Text excerpt |
--------------------------------------------------

If that could happen on one day, why can't the Christmas Truce happen every day?
Hmm.
That's a good question.
So, for those who don't know the story, very, very briefly, in World War I, There was no shooting on Christmas Eve and the trenches were close enough in World War I that the British and the Germans could hear each other and a German baritone Broke the frigid silence of that frosty Eve singing,
Holy night, silent night, holy night, all is calm, all is bright.
In German, which I haven't spoken since I was about three.
But after they listened to this beautiful German baritone singing Silent Night, they then returned with their own songs, and the songs went back and forth, and they ended up with some people who spoke each other's language.
They brought a football out.
They played soccer in no man's land.
And this was a huge problem.
You know, what is called discipline in the army is simply making soldiers more afraid of their commanders than they are even of the enemy.
Boy, if you think the enemy is on the other side of the trench, you don't understand warfare.
In warfare, the enemy is on your side of the trench.
You know, just watch Mel Gibson's early movie, Gallipoli, for a view of soldiers who know, going over the top, and it's shredded with the angry hornets of nationalism, of the bullets just rip them apart.
And the reason why do they go over...
The trench wall to near a certain death.
Well, they go over the trench wall to near a certain death because they have at least a chance of surviving out in no man's land, but any man who does not go over the top of the trench wall is shot by his commanding officer.
And I don't know if that was common, I don't know if that was everywhere, but there are certainly indications of it and stories of it.
So, in war, you face the enemy on the other side because you actually have a better chance with the enemy on the other side than you do with the enemy on your side.
Desertion of duty, dereliction of duty, these were in the past.
I don't know about the law now, but they were in the past.
Military crimes, often punishable by death.
And, um...
And of course, if you got killed in the line of battle, then you would get the pension, right?
Those two cops, the Hispanic and the I think Asian cops who were just shot by the black guy in New York, they were posthumously promoted to the highest level of detective because their spouses gained 100% of the salary and benefits until they die.
So if you go over the top and you're killed in the line of duty, you might get a medal and your war widow is going to get her benefits.
But if you are shot for dereliction of duty or a refusal to walk into the hail of gunfire, then...
What happens is you are obviously...
It's a dishonorable discharge of gunpowder, to say the least.
I don't believe that any pensions go flowing towards your...
So, for your family, for your kids, for your life, you go over into the enemy territory.
So, it was not just that the soldiers in World War I... Just decided to kumbaya themselves in no man's land.
What happened was, for whatever reason, military discipline, i.e., if you go over and fraternize with the enemy, we will shoot you, or we will court-martial you, or we will throw you in the brig until time eats your bones.
So, there was a breakdown in the command structure.
What is called heroism in war is not that.
It is a rational calculation of 80% chance of death ahead versus 100% chance of death behind.
The enemy is not the guy on the other side of the field.
The enemy is the officer behind you with the pistol who will shoot you if you don't fight.
This is the fundamental reality of it.

--------------------------------------------------

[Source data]

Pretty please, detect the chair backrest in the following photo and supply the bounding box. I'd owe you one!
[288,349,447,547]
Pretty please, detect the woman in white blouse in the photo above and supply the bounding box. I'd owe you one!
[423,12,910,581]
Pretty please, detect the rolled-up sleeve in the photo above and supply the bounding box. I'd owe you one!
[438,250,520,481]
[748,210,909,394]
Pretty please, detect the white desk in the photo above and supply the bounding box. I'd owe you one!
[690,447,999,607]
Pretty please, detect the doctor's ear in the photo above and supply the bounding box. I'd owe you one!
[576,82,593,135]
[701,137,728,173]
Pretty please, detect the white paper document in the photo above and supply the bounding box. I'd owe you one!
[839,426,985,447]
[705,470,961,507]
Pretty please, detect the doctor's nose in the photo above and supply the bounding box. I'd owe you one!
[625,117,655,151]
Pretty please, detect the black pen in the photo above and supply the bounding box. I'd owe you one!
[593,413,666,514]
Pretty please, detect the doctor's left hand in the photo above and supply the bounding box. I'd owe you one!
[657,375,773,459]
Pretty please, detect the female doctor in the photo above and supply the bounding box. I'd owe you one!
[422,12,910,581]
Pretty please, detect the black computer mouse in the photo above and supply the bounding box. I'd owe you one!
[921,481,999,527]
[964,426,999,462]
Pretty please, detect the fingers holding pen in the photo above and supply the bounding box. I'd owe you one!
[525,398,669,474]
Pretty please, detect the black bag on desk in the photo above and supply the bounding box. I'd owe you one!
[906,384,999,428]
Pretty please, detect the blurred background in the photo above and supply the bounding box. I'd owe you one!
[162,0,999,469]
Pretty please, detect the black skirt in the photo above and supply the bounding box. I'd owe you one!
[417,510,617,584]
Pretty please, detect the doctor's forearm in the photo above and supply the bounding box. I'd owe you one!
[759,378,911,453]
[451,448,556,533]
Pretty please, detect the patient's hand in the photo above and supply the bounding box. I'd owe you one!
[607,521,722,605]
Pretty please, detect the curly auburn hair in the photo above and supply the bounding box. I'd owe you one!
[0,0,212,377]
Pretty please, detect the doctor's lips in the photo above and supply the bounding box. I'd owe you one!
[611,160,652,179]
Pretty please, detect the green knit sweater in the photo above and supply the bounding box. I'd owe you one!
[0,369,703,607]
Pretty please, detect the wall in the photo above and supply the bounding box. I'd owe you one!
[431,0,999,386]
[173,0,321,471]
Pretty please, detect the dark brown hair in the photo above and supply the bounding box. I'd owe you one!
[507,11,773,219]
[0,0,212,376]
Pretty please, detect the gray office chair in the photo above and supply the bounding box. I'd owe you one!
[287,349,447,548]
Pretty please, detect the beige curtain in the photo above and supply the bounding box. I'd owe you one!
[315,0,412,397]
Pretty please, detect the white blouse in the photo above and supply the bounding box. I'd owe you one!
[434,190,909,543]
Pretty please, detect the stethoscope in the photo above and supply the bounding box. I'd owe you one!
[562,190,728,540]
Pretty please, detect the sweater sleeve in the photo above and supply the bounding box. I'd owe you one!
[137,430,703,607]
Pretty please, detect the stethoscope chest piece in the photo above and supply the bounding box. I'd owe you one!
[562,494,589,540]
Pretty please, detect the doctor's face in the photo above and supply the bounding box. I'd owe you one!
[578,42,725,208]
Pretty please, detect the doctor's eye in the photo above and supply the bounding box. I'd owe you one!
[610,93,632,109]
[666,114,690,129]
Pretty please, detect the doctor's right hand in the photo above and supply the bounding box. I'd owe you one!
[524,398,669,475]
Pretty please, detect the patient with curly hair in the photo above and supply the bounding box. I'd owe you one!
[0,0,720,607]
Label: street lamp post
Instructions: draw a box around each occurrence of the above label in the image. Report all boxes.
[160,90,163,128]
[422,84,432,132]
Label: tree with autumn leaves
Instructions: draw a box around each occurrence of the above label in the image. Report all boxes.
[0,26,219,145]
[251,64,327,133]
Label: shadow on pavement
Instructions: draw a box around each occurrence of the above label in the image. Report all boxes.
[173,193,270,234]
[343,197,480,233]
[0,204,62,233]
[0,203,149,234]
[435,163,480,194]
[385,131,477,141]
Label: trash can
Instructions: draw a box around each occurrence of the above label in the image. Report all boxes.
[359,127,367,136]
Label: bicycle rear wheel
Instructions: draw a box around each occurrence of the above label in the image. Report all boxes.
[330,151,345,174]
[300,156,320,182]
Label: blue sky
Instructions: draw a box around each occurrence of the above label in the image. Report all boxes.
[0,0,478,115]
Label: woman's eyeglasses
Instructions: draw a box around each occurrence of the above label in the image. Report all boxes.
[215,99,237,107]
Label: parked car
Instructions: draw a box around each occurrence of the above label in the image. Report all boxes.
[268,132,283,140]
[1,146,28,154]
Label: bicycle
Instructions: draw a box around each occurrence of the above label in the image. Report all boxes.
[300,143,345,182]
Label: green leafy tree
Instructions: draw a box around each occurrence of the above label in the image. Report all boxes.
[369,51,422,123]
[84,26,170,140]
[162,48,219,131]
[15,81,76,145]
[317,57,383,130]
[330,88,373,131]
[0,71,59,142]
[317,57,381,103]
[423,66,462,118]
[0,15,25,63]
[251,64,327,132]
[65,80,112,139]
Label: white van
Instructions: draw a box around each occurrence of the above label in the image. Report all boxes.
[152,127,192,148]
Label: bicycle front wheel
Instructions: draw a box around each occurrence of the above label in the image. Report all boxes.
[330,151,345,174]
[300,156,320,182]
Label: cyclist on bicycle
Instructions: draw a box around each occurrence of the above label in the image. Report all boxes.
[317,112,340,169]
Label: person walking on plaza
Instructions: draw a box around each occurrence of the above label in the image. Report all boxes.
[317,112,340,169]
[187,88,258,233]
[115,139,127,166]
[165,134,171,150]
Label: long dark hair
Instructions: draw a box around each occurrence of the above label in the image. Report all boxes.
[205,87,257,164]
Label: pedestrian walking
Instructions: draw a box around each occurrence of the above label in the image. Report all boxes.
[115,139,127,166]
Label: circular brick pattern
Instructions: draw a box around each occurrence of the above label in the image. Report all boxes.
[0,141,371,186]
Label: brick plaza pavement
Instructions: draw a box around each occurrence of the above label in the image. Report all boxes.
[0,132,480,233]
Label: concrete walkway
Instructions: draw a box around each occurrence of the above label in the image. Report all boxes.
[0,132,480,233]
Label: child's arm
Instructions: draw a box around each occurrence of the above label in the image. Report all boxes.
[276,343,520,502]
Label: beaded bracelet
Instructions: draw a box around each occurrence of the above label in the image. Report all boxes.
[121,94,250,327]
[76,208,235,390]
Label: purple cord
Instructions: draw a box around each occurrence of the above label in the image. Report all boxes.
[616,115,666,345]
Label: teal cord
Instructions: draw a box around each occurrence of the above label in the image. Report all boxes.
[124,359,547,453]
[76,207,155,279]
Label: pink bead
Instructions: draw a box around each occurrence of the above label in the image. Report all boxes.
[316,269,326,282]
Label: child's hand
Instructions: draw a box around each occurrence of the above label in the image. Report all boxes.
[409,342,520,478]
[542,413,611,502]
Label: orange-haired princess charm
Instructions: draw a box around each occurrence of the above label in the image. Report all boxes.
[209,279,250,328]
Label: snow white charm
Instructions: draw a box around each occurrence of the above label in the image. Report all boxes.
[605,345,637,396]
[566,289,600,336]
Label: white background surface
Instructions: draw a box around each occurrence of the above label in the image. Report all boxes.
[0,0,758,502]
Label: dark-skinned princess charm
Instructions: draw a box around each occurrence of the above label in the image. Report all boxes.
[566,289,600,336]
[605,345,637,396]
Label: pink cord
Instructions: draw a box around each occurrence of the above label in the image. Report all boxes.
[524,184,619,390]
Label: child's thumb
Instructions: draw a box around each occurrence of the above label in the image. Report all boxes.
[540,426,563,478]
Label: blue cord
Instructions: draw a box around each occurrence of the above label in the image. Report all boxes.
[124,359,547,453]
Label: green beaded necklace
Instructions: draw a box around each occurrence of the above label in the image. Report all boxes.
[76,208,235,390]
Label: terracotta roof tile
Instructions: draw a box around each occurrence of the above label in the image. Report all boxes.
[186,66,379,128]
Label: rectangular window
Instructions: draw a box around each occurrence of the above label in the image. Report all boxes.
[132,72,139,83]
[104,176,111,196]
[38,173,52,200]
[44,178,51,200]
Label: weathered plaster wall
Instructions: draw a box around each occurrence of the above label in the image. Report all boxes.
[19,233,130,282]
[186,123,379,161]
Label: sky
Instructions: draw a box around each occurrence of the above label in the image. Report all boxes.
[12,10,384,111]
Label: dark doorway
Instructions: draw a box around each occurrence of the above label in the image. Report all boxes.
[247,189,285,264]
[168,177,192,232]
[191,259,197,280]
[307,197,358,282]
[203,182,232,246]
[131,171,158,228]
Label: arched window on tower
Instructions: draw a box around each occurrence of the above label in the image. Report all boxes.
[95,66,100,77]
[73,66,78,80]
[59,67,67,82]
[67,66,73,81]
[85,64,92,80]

--------------------------------------------------

Problems |
1 – Answer these questions from the Christmas Truce text:
(a) What game did the soldiers play in no man's land?
(b) Which movie does the speaker recommend watching?
(c) What two chances of death does the speaker compare?
2 – Decide whether each statement agrees with the Christmas Truce text. Answer yes or no, and quote the deciding words.
(a) The baritone sang Silent Night in English.
(b) The speaker says that in warfare the enemy is on your side of the trench.
(c) The speaker states that officers shooting soldiers who would not go over the top was common everywhere.

Answers provided |
1 –
(a) Soccer.
(b) Gallipoli.
(c) An 80% chance of death ahead versus a 100% chance of death behind.

2 –
(a) No: "In German, which I haven't spoken since I was about three."
(b) Yes: "In warfare, the enemy is on your side of the trench."
(c) No: "I don't know if that was common, I don't know if that was everywhere"